## Written exercise
In the entries below, render everything from the line containing "Provide a point for each instance of the glossy" down to the line containing "x=477, y=147", both included, as a JSON list of strings. Use one string per line and leave out blank lines.

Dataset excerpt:
────

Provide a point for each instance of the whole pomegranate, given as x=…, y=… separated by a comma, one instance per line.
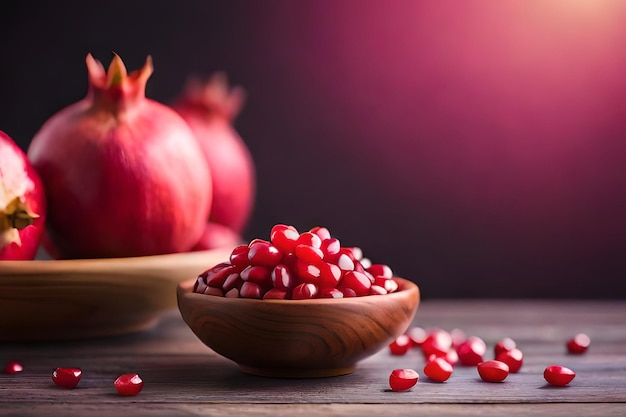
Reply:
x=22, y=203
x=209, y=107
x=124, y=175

────

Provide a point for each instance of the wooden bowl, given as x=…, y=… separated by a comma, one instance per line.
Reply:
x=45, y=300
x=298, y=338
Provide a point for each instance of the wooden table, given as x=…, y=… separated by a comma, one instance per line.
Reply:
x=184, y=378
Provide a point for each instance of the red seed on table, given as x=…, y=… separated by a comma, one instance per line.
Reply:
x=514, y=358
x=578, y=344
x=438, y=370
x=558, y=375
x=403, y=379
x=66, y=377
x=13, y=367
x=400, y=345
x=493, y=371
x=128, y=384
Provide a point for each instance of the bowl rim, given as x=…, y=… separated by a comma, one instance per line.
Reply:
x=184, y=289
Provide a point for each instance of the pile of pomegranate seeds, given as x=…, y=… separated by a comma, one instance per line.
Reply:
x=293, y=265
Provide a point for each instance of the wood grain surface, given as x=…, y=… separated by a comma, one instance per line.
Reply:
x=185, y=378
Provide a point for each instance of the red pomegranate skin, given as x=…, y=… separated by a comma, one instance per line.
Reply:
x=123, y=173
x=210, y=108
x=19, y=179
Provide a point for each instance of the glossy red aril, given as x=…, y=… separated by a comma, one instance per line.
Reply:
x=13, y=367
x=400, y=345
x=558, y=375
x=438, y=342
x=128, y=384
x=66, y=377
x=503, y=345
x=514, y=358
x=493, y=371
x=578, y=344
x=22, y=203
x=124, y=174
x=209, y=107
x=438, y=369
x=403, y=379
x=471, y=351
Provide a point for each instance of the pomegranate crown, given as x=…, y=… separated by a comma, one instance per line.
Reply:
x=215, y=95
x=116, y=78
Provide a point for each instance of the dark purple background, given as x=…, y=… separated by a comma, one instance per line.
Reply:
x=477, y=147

────

## The result
[
  "Provide a point for each instance of the glossy red aril, given as x=…, y=… separated by a comma, one instance per line.",
  "Reply:",
  "x=13, y=367",
  "x=400, y=345",
  "x=558, y=375",
  "x=438, y=342",
  "x=128, y=384",
  "x=66, y=377",
  "x=503, y=345",
  "x=514, y=358",
  "x=493, y=371",
  "x=578, y=344",
  "x=22, y=203",
  "x=124, y=174",
  "x=209, y=107",
  "x=438, y=369",
  "x=403, y=379",
  "x=471, y=351",
  "Provide a point for each instance of the pomegranate crown, given as x=…, y=… separated by a comma, one instance per line.",
  "Reply:",
  "x=215, y=95",
  "x=116, y=78",
  "Provide a point for each instance of the dark purple background, given as x=…, y=… separated by a comma, one instance per line.",
  "Reply:",
  "x=477, y=147"
]